=== LIST OF TASKS ===
1. In the passage on climate-driven species shifts, what do rain-on-ice events create?
2. Please quote the passage on climate-driven species shifts between "Climate change is" and "the same year.", inclusive.

=== PASSAGE PROVIDED ===
----

Climate change is already forcing some species to move, disrupting the ecosystem services they provide to people and ecosystems around the world, but migratory and moving patterns are less clear-cut than we might assume. A 2023 study showed that less than half of the documented range shifts follow predictable patterns in direction or speed, a conclusion reached in another assessment on migratory species from the same year. 

While some of the available data shows significant gaps in the monitoring of regions or species groups, these climate-driven changes are already redrawing many of the maps we use to understand and protect biodiversity, asking conservation practices to go beyond fixed protected areas and focus on dynamic and flexible approaches to keep up and preserve as many species as possible. 

A Reshuffling of Species

In the Arctic and Sub-Arctic, caribou are facing a compounding set of climate pressures. Spring snow is melting prematurely, while rain-on-ice events create impenetrable crusts that lock away the vegetation herds depend on to rebuild their fat stores. Summer offers no respite either. Rising temperatures have led to more intense and frequent insect swarms; the resulting harassment forces the caribou to stay in constant motion, burning through calories that would otherwise be used for weight gain and reproduction. The end result is a dangerous phenological mismatch: spring arrives too soon, vegetation peaks before the herds can reach their seasonal grazing grounds, and the ancient routes connecting their winter and summer ranges are being altered, shortened, or in some cases, abandoned entirely. 

But these pressures do not just threaten animals. For many Indigenous communities, caribou provide food, clothes, tools or shelter. While unpredictable changes in migration routes can disrupt that bond, Indigenous communities’ knowledge remains invaluable to scientists trying to understand these herds, what they are experiencing, and where they might be heading next. Caribou have endured past climate shifts, but the speed of the current one leaves little space for the adaptive responses that allowed survival in the past.

----

=== MATERIAL SUPPLIED ===
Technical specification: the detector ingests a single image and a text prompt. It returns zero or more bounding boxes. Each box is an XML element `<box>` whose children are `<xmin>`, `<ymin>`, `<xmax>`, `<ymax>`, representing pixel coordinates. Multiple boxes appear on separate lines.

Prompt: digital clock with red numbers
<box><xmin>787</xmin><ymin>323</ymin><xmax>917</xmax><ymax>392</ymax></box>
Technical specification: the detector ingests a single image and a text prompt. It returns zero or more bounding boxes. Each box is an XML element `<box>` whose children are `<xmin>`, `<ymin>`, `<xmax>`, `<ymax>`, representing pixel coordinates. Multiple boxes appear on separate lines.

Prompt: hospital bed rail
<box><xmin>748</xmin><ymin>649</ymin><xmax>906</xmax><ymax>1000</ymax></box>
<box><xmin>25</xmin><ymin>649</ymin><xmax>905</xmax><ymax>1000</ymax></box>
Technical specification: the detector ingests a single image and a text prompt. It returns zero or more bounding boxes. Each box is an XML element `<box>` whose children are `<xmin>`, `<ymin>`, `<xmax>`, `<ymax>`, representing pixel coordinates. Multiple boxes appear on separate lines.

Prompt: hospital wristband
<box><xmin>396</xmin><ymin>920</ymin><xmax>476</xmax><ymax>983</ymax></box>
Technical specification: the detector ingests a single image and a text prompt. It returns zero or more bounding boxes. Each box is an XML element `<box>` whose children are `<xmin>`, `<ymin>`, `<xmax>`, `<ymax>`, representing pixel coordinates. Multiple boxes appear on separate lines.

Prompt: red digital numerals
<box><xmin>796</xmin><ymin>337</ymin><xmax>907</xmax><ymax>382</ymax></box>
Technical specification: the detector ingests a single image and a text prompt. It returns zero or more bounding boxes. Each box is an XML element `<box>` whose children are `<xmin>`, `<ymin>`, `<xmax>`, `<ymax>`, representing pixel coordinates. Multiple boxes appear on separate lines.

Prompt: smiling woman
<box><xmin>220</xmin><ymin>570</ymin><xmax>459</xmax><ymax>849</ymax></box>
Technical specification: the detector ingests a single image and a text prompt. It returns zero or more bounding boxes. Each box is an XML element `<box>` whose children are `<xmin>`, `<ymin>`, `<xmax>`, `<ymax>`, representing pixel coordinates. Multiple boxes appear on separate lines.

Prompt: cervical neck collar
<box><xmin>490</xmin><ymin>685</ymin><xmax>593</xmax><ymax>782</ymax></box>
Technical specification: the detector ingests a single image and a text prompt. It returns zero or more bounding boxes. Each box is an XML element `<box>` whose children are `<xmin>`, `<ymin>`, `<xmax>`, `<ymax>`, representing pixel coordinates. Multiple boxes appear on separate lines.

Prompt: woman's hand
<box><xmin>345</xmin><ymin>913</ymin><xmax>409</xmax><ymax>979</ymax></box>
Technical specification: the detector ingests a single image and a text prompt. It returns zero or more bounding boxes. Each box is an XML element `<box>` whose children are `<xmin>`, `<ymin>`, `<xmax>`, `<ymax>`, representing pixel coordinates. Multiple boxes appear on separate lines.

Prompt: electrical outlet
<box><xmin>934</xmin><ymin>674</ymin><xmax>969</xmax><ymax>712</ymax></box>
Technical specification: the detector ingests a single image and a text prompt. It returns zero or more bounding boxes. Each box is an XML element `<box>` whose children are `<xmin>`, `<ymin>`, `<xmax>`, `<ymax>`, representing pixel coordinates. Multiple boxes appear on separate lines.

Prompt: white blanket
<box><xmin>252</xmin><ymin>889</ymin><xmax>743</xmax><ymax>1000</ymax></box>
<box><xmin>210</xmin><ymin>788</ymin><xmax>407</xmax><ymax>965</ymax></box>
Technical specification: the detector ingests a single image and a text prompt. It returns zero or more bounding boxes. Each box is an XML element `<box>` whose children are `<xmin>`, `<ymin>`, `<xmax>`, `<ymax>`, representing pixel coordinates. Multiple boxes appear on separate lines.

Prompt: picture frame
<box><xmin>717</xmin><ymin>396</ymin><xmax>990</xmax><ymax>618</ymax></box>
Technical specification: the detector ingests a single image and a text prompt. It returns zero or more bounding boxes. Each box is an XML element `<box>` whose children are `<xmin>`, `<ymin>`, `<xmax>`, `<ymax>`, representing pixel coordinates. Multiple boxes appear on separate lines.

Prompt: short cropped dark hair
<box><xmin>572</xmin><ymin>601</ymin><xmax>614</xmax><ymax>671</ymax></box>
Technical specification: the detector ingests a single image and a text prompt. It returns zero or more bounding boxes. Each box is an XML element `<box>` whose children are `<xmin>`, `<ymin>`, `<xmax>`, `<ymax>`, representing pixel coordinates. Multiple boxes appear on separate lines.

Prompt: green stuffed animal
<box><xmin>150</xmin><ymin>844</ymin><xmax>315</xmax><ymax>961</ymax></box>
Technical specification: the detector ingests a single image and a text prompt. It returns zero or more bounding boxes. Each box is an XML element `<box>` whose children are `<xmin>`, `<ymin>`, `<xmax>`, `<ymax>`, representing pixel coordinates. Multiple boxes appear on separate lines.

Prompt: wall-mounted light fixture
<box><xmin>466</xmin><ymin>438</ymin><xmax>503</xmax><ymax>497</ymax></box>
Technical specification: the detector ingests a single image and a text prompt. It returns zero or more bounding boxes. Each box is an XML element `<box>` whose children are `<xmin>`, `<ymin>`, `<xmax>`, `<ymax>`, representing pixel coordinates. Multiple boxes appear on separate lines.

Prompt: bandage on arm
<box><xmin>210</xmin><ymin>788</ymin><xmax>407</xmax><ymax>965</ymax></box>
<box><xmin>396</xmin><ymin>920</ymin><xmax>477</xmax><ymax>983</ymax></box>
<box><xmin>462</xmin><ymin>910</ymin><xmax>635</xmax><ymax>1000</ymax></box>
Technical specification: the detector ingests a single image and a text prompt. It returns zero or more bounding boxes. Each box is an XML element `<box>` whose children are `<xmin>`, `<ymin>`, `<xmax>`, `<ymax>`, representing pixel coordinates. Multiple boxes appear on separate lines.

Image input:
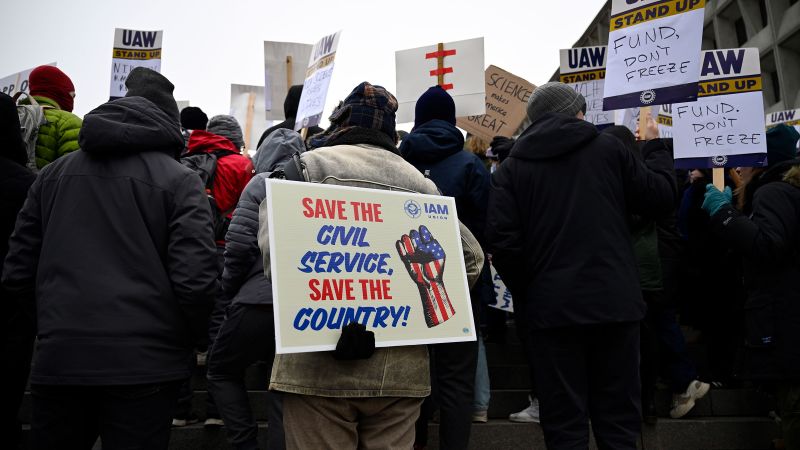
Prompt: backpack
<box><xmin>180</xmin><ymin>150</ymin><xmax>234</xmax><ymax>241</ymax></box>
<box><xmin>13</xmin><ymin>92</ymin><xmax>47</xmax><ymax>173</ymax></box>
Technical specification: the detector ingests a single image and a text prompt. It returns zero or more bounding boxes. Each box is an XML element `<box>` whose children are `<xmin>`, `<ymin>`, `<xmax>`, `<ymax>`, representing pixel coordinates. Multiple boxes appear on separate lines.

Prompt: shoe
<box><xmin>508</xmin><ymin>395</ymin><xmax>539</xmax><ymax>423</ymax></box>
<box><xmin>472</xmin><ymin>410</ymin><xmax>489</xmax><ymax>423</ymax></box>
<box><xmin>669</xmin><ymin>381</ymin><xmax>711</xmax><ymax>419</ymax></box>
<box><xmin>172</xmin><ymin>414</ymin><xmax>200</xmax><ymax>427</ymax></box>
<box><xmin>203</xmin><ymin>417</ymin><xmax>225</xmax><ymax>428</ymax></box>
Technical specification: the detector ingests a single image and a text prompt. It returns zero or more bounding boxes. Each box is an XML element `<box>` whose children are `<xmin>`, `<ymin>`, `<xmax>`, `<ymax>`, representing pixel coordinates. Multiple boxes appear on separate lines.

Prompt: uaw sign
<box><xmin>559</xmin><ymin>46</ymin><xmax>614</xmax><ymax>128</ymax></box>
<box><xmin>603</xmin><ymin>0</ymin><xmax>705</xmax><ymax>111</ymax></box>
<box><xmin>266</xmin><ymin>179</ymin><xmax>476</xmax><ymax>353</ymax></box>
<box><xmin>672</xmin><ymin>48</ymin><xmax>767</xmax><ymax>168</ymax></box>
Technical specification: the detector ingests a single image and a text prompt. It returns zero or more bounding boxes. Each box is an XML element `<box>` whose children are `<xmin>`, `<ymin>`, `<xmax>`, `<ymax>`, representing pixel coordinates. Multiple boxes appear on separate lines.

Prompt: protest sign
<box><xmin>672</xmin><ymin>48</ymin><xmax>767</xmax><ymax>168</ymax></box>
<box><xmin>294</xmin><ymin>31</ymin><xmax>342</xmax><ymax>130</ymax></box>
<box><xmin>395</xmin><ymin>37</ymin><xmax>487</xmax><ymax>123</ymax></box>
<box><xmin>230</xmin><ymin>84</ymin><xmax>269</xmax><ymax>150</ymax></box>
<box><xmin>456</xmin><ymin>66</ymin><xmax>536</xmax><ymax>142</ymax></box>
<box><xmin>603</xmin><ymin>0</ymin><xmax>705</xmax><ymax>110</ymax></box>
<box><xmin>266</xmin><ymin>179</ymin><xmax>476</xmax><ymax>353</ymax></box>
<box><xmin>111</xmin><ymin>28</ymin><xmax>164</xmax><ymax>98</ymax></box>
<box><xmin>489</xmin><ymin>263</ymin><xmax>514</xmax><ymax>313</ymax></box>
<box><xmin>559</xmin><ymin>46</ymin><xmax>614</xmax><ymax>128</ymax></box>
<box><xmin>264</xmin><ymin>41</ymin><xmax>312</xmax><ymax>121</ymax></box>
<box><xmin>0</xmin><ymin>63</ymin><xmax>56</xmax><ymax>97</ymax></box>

----

=== WRITTEN RESPONSES ===
1. Impenetrable crusts that lock away the vegetation caribou herds depend on to rebuild their fat stores.

2.
Climate change is already forcing some species to move, disrupting the ecosystem services they provide to people and ecosystems around the world, but migratory and moving patterns are less clear-cut than we might assume. A 2023 study showed that less than half of the documented range shifts follow predictable patterns in direction or speed, a conclusion reached in another assessment on migratory species from the same year.